--- Exercise brief ---
Output every one of the records below verbatim, changing nothing.

Stored entries
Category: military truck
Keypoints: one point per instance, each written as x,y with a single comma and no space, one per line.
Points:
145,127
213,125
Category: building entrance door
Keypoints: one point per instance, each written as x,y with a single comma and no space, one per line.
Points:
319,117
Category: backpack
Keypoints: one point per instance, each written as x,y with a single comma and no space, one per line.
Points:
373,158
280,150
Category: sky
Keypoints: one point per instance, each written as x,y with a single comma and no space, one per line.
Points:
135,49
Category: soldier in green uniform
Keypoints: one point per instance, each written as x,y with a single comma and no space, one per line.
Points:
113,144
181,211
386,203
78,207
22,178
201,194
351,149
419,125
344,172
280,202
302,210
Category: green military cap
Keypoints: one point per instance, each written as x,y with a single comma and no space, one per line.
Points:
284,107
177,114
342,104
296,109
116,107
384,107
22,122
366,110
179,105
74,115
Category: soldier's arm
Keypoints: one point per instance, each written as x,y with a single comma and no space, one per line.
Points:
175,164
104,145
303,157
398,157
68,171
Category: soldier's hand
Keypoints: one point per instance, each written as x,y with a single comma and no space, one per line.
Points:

--- Complete output ---
Category: military truck
Keypoints: one point per instance, each written as x,y with a single comma and no space, one per line.
Points:
145,127
213,125
Category: building entrance door
Keypoints: one point per instance, each written as x,y with a single comma and no space, one per line.
Points:
319,117
Category: backpack
Keypoints: one point per instance, each written as x,y with a single comma and no space, one per line.
Points:
373,158
280,150
Category: sky
Keypoints: one point per instance, each written as x,y with a single comma and no space, one per line.
Points:
135,49
Category: soldier in green uniform
Keypoints: one point per instance, each written as x,y with a single comma and no space, one per line.
Points:
113,144
181,211
386,203
78,207
22,178
201,194
351,149
419,125
344,172
280,202
302,210
Category: green military cap
Keypoints: one point per instance, each written as x,y with a single comma and no space, one per line.
Points:
284,107
177,114
342,104
296,109
116,107
384,107
22,122
366,110
179,105
74,115
Category: soldier's arm
Keypoints: one point per instance, each written as x,y with a single comma and no space, one per line.
Points:
175,164
104,145
303,157
398,157
68,171
Category: soldier's hand
Keypoints: one point per instance, each written as x,y with a single comma and no space, one per line.
Points:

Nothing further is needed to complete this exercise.